<<<<

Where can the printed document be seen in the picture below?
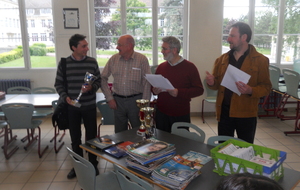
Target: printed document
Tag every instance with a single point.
(159, 81)
(233, 75)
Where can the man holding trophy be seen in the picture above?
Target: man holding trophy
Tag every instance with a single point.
(128, 69)
(77, 81)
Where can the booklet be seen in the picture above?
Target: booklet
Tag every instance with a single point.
(101, 143)
(159, 81)
(119, 150)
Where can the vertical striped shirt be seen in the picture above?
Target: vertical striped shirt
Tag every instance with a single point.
(128, 76)
(75, 71)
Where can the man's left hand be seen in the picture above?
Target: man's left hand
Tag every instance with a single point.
(86, 88)
(244, 88)
(173, 92)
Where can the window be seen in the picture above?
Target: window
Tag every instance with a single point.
(275, 26)
(14, 35)
(43, 23)
(43, 37)
(143, 19)
(32, 23)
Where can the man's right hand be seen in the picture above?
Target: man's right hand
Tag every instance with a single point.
(210, 79)
(112, 104)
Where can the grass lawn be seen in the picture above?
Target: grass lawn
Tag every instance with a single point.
(50, 61)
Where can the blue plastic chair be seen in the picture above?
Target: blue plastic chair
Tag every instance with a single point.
(199, 135)
(86, 175)
(214, 140)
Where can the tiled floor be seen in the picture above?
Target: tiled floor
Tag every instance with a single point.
(25, 171)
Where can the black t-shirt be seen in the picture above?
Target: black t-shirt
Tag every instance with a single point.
(238, 64)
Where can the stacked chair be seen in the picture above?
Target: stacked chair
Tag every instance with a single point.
(19, 116)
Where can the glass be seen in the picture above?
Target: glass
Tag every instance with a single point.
(39, 31)
(11, 37)
(41, 44)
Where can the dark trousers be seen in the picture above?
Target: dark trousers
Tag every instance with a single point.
(244, 127)
(164, 122)
(89, 118)
(127, 110)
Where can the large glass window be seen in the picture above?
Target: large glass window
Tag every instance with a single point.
(24, 42)
(146, 20)
(275, 25)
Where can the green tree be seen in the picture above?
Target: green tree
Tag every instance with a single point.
(138, 22)
(104, 27)
(172, 17)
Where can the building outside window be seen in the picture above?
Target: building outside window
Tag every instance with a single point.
(143, 20)
(40, 50)
(275, 25)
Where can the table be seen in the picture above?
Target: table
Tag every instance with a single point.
(207, 180)
(38, 100)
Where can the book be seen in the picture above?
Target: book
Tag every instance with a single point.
(178, 172)
(149, 148)
(146, 168)
(101, 143)
(118, 150)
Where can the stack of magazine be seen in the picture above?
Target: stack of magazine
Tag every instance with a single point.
(148, 154)
(178, 172)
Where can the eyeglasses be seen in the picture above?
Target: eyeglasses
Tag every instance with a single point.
(165, 49)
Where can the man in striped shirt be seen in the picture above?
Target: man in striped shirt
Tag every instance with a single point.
(128, 69)
(77, 64)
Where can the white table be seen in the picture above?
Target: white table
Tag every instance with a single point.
(38, 100)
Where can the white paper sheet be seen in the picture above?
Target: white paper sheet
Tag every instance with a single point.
(159, 81)
(233, 75)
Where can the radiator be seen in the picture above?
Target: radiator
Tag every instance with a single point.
(7, 83)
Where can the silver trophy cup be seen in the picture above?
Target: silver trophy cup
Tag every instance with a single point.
(88, 79)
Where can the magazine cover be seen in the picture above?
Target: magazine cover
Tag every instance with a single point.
(177, 169)
(149, 148)
(119, 150)
(197, 157)
(102, 143)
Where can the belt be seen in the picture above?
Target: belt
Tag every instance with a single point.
(130, 96)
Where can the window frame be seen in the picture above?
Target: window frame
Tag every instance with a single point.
(155, 24)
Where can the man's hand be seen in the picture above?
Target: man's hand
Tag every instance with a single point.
(86, 87)
(243, 88)
(173, 92)
(210, 79)
(156, 90)
(112, 104)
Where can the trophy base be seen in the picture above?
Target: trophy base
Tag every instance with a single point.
(76, 103)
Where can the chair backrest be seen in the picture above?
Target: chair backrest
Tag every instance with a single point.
(274, 76)
(19, 90)
(107, 113)
(153, 68)
(43, 90)
(176, 130)
(18, 115)
(85, 171)
(211, 94)
(292, 79)
(54, 104)
(130, 181)
(214, 140)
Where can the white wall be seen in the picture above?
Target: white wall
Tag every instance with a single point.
(204, 41)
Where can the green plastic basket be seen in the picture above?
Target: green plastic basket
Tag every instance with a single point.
(226, 164)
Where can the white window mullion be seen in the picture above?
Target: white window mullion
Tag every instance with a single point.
(154, 32)
(186, 31)
(123, 16)
(23, 22)
(280, 28)
(92, 25)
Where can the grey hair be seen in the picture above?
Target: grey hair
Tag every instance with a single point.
(173, 42)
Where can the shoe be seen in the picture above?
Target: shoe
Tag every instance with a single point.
(97, 171)
(71, 174)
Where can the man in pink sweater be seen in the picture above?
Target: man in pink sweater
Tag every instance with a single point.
(173, 105)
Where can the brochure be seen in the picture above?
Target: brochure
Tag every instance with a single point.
(101, 143)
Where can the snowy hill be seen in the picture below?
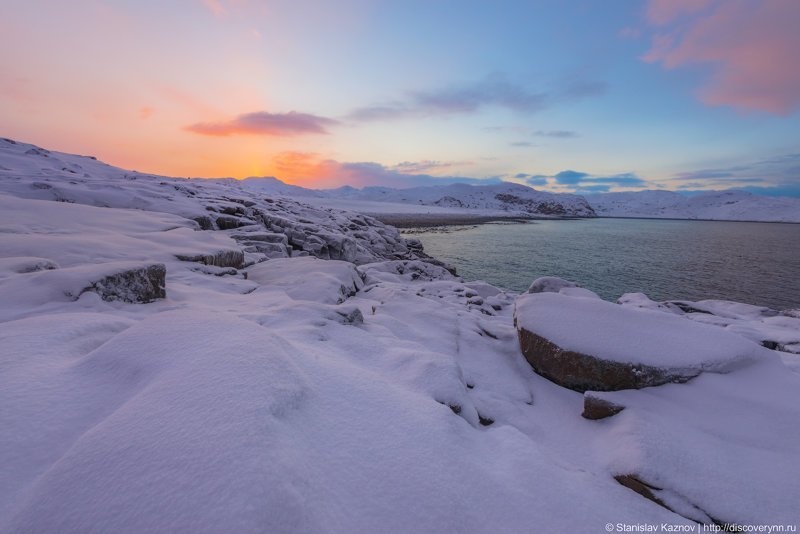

>>>>

Work to complete: Reproduce all of the records above word for word, leaving out the pictures.

Task solution:
Where can the printed document be seen in the picture below?
Target: printed document
Tag every instance with a single point.
(159, 81)
(233, 75)
Where can the man holding trophy be seen in the picture above?
Target: man holding trophy
Tag every instance with a single point.
(128, 69)
(77, 81)
Where can the booklet be seen in the picture above?
Target: booklet
Tag every instance with a single point.
(101, 143)
(159, 81)
(119, 150)
Where can the vertical striped shirt be seen in the picture above?
Target: vertical striped shirt
Tag every instance with a single point.
(128, 76)
(75, 71)
Where can the man's left hand be seen in the picture above?
Target: man's left hand
Tag every instance with a single point.
(86, 88)
(244, 88)
(173, 92)
Where can the window be seen in the picture above?
Target: window
Tag every instance with a single point.
(275, 26)
(14, 35)
(43, 23)
(43, 37)
(143, 19)
(32, 23)
Where can the man's right hand be seen in the picture above?
Target: man's right hand
Tag every instance with a single point.
(210, 79)
(112, 104)
Where can the grass lawn be seen in the picture above?
Target: grass lawn
Tag every instance with a single point.
(50, 61)
Where can the blue plastic chair be seen in the picture above?
Target: blue plastic chair
Tag every instance with a single point.
(199, 135)
(86, 175)
(214, 140)
Where can the tiled floor be seen in the picture above?
Target: tiled floor
Tag every instance with a single point.
(25, 171)
Where can the black t-shirt be seen in the picture above?
Target: black t-shirt
Tag every instance with a single point.
(238, 64)
Where can the stacked chair be seen in the picture above?
Target: stacked chair
Tag every instance with a single point.
(19, 116)
Where can the glass be seen in the picture above?
Target: glass
Tag every instance with a single point.
(39, 31)
(11, 37)
(41, 44)
Where can the dark trousers be seen in the picture above?
Target: dark trousers
Tag every instance with a single point.
(244, 127)
(164, 122)
(89, 118)
(127, 110)
Where can the large glass window be seen in the picture above?
Target: large glass window
Tag every instance with a single point.
(24, 42)
(146, 20)
(275, 25)
Where can the green tree be seen in the picture above?
Target: green tree
Tag every instance with a single point.
(138, 22)
(104, 27)
(172, 17)
Where can the building outside window be seen in the picture above?
Target: building outside window
Tag every instance with a single point.
(143, 20)
(40, 50)
(275, 25)
Where can the table be seen in the picture above?
Target: table
Tag every instance with a single point.
(207, 180)
(38, 100)
Where can the book be seen in the picture above?
Target: book
Tag every instance with a single point.
(178, 172)
(149, 148)
(146, 168)
(101, 143)
(118, 150)
Where can the stack of magazine be seen in the picture above?
Target: stack of magazine
Tag every instance with a single point.
(148, 154)
(178, 172)
Where can the eyeglasses be seen in the picture above?
Target: eyeglasses
Tag every instance with a single point.
(165, 49)
Where can the man in striped shirt be seen in the picture above?
Target: man in striped shirt
Tag every instance with a single point.
(128, 69)
(77, 64)
Where can the white table be seen in the picture above?
Target: white table
Tag every instance with a single point.
(38, 100)
Where can the white paper sheet be seen in the picture above?
Target: white paper sheet
Tag every instance with a single point.
(159, 81)
(233, 75)
Where can the radiator be seen in the picture above?
Target: radiator
Tag every instance with a single point.
(7, 83)
Where can the silver trophy cup be seen in the picture above?
Target: silver trophy cup
Tag every instance with a single point.
(88, 79)
Where can the magazine cover be seen in the picture above?
Target: magazine cover
Tag every instance with a single point.
(177, 169)
(149, 148)
(119, 150)
(197, 157)
(102, 143)
Where can the belt be seen in the picture above?
Target: belt
Tag every instance with a single point.
(130, 96)
Where can the window frame be seen in the picture above?
Target: window frame
Tag every instance with a single point.
(155, 24)
Where can the man's hand be seen in the picture above?
Target: man's hand
Tag every instance with a single point.
(86, 87)
(243, 88)
(173, 92)
(210, 79)
(156, 90)
(112, 104)
Where can the trophy base be seen in the picture above?
Target: trophy base
Tag every instance with a single point.
(76, 103)
Where can the chair backrest be seen in the picture above?
Target: chair backrest
Tag every instance with a single point.
(274, 76)
(19, 90)
(107, 113)
(153, 68)
(43, 90)
(176, 130)
(18, 115)
(85, 171)
(211, 94)
(292, 79)
(54, 104)
(130, 181)
(214, 140)
Where can the white wall be seen in the picture above?
Target: white wall
Tag every instance with a single point.
(204, 41)
Where can the green plastic basket be seen in the picture above?
Target: green plastic basket
Tag every instance with a single point.
(226, 164)
Where can the white window mullion be seen in the picture above?
Target: white window mullion
Tag every instance with a single point.
(154, 32)
(186, 31)
(123, 16)
(23, 22)
(280, 28)
(92, 25)
Where can the grey hair be seen in the picture above?
Target: grey hair
Tag every instance with a single point.
(173, 42)
Where can the shoe be seen in the picture above?
Target: shoe
Tag every instance with a single point.
(97, 171)
(71, 174)
Where can the man in pink sweater be seen in the picture above?
Target: man in pink sweater
Tag every instance with a single point.
(173, 105)
Where can the brochure be seen in the picture above?
Target: brochure
Tag every instance with a single point.
(101, 143)
Where can the snowy hill be seen in the picture below?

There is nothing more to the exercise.